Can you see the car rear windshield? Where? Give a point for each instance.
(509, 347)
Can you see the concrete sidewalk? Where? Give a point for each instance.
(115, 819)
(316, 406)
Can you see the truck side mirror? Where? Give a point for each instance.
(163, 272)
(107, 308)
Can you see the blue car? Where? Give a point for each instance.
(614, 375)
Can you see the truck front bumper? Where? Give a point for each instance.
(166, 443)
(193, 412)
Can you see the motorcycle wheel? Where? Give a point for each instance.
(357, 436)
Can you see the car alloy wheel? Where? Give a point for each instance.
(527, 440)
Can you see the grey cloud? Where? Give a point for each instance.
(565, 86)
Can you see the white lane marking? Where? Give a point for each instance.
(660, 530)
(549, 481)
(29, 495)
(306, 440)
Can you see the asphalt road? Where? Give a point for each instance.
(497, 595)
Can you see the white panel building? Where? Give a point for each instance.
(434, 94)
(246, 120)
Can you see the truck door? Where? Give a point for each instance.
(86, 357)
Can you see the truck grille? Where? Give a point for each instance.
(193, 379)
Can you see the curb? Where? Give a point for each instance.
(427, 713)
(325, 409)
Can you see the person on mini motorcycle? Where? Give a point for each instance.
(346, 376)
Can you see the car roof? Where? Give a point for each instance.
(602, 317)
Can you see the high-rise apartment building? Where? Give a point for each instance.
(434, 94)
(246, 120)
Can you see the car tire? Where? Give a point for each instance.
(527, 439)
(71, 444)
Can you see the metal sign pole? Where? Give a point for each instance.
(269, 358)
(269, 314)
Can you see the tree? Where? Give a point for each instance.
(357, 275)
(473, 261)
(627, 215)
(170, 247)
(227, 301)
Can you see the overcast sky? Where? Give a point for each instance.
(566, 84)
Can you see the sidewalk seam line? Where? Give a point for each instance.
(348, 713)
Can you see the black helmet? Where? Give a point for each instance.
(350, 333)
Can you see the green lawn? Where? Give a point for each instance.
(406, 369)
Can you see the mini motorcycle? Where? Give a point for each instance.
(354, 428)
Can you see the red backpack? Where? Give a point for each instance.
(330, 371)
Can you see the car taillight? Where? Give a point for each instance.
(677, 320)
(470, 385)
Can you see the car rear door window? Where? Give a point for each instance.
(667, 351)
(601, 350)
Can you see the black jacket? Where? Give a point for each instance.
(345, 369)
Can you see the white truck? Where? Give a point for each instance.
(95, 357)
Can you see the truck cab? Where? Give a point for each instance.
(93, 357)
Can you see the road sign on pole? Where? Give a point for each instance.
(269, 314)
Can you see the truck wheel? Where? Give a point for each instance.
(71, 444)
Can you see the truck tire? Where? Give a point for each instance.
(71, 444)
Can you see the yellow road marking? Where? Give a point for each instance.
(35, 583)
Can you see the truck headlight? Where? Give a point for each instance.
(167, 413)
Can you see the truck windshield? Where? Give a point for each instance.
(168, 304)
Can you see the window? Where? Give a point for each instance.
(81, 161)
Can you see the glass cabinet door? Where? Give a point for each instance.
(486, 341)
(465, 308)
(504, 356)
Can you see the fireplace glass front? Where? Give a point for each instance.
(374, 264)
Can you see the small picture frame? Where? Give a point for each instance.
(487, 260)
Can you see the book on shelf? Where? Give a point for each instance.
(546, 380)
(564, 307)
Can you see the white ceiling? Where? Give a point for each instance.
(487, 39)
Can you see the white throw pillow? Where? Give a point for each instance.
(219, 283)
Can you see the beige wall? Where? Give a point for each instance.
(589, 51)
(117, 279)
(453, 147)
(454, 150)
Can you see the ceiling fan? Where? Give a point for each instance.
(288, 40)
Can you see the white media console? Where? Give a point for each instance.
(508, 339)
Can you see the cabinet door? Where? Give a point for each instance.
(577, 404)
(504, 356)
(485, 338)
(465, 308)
-*-
> [PROBLEM TO WORK ON]:
Convert all of the material above into a JSON list of strings, one string per line, leaving out any blank lines.

> [REPLY]:
[
  "Can you see the car rear windshield? Where? Give a point for each instance.",
  "(509, 347)",
  "Can you see the concrete sidewalk? Where? Give a point for each instance.",
  "(115, 819)",
  "(316, 406)",
  "Can you see the truck side mirror? Where? Give a point for each instance.",
  "(163, 272)",
  "(107, 308)",
  "Can you see the blue car? Where? Give a point for each instance.",
  "(614, 375)",
  "Can you see the truck front bumper? Where? Give a point for each instance.",
  "(166, 443)",
  "(193, 412)",
  "Can you see the motorcycle wheel? Where? Give a point for each instance.",
  "(357, 436)",
  "Can you see the car alloy wheel? Where? Give a point for each instance.",
  "(527, 440)",
  "Can you see the grey cloud? Where? Give a point for each instance.",
  "(565, 86)",
  "Can you see the white lane marking? Where? Give a point for each instance.",
  "(660, 530)",
  "(549, 481)",
  "(29, 495)",
  "(306, 440)",
  "Can you see the asphalt road? Where? Give a point for each instance.",
  "(497, 595)",
  "Can you see the white panel building? Where? Give a point for each instance.",
  "(434, 94)",
  "(246, 120)",
  "Can you see the truck door? Where? Give a point for each instance.",
  "(86, 357)",
  "Can you see the truck grille? Where? Give a point for each instance.",
  "(193, 379)",
  "Can you see the curb? Where? Give a point for each instance.",
  "(427, 713)",
  "(325, 409)",
  "Can you see the person on mini motorcycle? Where? Give a point for each instance.",
  "(346, 376)",
  "Can you see the car roof? Where? Give a point for each instance.",
  "(602, 317)",
  "Can you see the high-rise apartment building? Where? Give a point for each instance.",
  "(434, 94)",
  "(246, 120)",
  "Can you see the car tire? Where? Give a point for each instance.",
  "(527, 439)",
  "(71, 444)",
  "Can you see the metal sign pole? Where? Give a point for each instance.",
  "(269, 358)",
  "(269, 314)",
  "Can you see the tree? Where? Give a point for each instance.",
  "(357, 275)",
  "(473, 261)",
  "(627, 215)",
  "(170, 247)",
  "(227, 301)",
  "Can you see the overcast sky? Where? Give a point for each instance.",
  "(566, 84)",
  "Can you see the sidewalk seam line? Where? Give a point for each instance.",
  "(348, 713)",
  "Can you see the black helmet? Where? Give a point for each instance.",
  "(350, 333)",
  "Can you see the green lawn? Where? Give a point for each instance.",
  "(406, 369)",
  "Can you see the mini motorcycle? Where? Give a point for each instance.",
  "(354, 428)",
  "Can you see the red backpack? Where? Give a point for each instance.",
  "(330, 371)",
  "Can you see the car taillight? Where? Give a point for each instance.",
  "(677, 320)",
  "(470, 385)",
  "Can you see the car rear door window? Where? Give a point for each instance.",
  "(667, 351)",
  "(601, 350)",
  "Can you see the black jacket? Where? Give a point for each instance.",
  "(345, 369)",
  "Can you see the white truck? Where? Give a point for each instance.",
  "(95, 357)",
  "Can you see the truck cab? Where? Give a point for each instance.",
  "(93, 357)",
  "Can you see the road sign on pole? Where? Give a point for each instance.",
  "(269, 314)",
  "Can you see the truck wheel? Where? Give a point for each instance.",
  "(71, 444)",
  "Can you see the truck tire? Where? Give a point for each instance.",
  "(71, 444)",
  "Can you see the yellow road marking? Where? Give a point for each instance.",
  "(35, 583)",
  "Can you see the truck headlight? Where? Give a point for each instance.",
  "(167, 413)",
  "Can you see the truck windshield? Where? Give a point for each instance.",
  "(168, 304)",
  "Can you see the window? Where? Give a point for each instance.",
  "(81, 161)",
  "Can you see the glass cabinet door? Where? Give a point for each instance.",
  "(486, 341)",
  "(465, 308)",
  "(504, 356)",
  "Can you see the fireplace glass front? Where? Give a point for each instance.",
  "(374, 264)",
  "Can you see the small picture frame? Where? Give a point for each instance.",
  "(487, 260)",
  "Can you see the book on shelf? Where? Give a point for each instance.",
  "(546, 380)",
  "(564, 307)",
  "Can you see the white ceiling? Where? Give a point for each instance.",
  "(487, 39)",
  "Can you see the white throw pillow? Where? Give a point for each instance.",
  "(219, 283)",
  "Can you see the beige wall? Where? Give a point for each instance.",
  "(589, 51)",
  "(117, 279)",
  "(453, 147)",
  "(454, 150)",
  "Can you see the ceiling fan? Where? Give a point for each instance.",
  "(288, 40)",
  "Can you see the white media console? Where? Give a point for each instance.",
  "(508, 339)",
  "Can you see the cabinet door? Where? Give a point for each instance.",
  "(577, 404)",
  "(504, 356)",
  "(485, 338)",
  "(465, 308)"
]